警官の職務質問も、ときどき……。(笑) |
糸井 |
でしょうねえ。
それはともかく、僕はビルの中で、
「もしこの建物の床が透けて下が見えたら」
と想像して、すごく怖くなったことがあります。
原始人だったら耐えられないようなことを、
現代人は日常的に経験していますね。
無意識のうちに理性で「大丈夫なんだ」
と判断しているから平気なんでしょうが、
なんだか自分の身体の感覚を
ごまかしごまかし生きているような……。
そういうストレスもあるんじゃないかと思うんですけど、
今、世の中を見渡してみると、「身体」というものが
すごく無視されている気がしませんか。 |
野村 |
日本では、身体のことは低く見られますね。
芸能でも、日本は話芸が盛んで、
落語や漫才をはじめ、ありとあらゆる
言葉の芸があります。
ところが身体芸というか、
パントマイムみたいなものには
あまり興味をもたれない。
言葉を使うのは高尚だけど、
身体を使うことはそれより低いみたいに思われている。 |
甲野 |
あるいは身体より「心」優先で、
精神論がやたらに強調されたり。 |
糸井 |
身体には、実はまだまだ僕らが気づいていない感覚や
能力が隠されているかも……。 |
野村 |
このあいだ、モンゴル研究のために
うちの大学院に志願してきた人がいました。
彼は視力が1.2だったのが、モンゴルに留学したら
2.0になっていたそうです。
アンデスの研究をしている私の同僚も、
同じような経験があると言っています。 |
糸井 |
そういうこと、本当にあるんだ。 |
野村 |
スイスの医師がアフリカの人たちの視力を調べたら、
最低でも7.0だったという話もあります。
こうなると普通の視力の基準ではとても測りきれない。
よく「正常値」なんて言いますけど、
何が正常値なのか。
そういうことから考えると、
人間の身体について私たちは
本当にわかっているのかと思いますね。
今のようにみなメディア化して、
直接ものに触れたり人に接することなく、
間に何か介在していると、よけいにわからない。 |
糸井 |
言語化、数字化できる情報だけ残っていって、
保存のきかない情報はどんどん消えている。 |
甲野 |
武道の世界もそうですよ。
武道学会での科学者の発表は、
表層的なことを数字や専門用語を並べて語るだけ。
そして身体感覚のような、
言葉で伝えにくいものは受け入れない。

保存データ:
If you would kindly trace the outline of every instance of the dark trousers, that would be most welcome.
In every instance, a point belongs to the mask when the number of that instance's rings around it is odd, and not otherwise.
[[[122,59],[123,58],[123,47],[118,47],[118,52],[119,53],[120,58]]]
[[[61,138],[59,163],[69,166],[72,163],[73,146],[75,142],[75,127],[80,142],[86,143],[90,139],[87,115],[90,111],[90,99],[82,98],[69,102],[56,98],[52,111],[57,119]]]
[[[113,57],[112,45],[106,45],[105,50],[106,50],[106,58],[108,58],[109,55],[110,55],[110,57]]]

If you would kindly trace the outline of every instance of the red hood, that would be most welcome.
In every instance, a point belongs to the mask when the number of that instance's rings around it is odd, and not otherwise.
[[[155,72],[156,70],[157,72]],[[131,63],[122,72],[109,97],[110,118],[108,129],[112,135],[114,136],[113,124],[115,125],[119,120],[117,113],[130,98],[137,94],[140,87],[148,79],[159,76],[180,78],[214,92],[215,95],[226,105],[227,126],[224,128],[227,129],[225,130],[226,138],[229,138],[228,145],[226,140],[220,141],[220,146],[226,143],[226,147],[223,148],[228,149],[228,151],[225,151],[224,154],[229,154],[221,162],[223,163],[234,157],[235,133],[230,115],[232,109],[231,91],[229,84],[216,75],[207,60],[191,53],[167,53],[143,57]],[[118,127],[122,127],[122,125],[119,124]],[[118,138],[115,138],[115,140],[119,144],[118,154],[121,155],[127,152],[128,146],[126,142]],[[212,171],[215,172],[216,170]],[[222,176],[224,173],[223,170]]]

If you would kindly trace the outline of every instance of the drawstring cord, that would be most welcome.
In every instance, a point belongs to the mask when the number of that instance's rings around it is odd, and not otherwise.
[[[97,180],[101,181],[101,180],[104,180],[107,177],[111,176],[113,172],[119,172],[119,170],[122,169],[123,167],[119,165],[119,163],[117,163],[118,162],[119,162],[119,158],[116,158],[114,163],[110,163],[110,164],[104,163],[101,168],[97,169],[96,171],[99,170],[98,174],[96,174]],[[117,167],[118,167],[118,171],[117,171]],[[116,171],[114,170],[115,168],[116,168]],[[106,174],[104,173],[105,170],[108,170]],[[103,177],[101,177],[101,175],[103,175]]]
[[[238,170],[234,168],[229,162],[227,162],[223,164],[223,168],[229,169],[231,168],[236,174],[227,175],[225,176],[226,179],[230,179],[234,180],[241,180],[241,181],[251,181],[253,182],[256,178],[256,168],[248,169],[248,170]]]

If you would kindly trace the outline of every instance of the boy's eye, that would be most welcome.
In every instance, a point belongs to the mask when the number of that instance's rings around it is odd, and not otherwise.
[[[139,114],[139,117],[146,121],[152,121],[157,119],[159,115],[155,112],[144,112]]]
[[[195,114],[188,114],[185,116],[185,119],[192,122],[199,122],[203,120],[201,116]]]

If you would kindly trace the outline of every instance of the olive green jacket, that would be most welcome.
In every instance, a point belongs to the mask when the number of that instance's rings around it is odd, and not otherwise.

課題の内容: 身体感覚をめぐる対談のうち、「原始人だったら耐えられないようなことを、」から「日本では、身体のことは低く見られますね。」までを、両端の語句も含めて原文どおりに書き写しなさい。

課題の結果:
原始人だったら耐えられないようなことを、
現代人は日常的に経験していますね。
無意識のうちに理性で「大丈夫なんだ」
と判断しているから平気なんでしょうが、
なんだか自分の身体の感覚を
ごまかしごまかし生きているような……。
そういうストレスもあるんじゃないかと思うんですけど、
今、世の中を見渡してみると、「身体」というものが
すごく無視されている気がしませんか。 |
野村 |
日本では、身体のことは低く見られますね。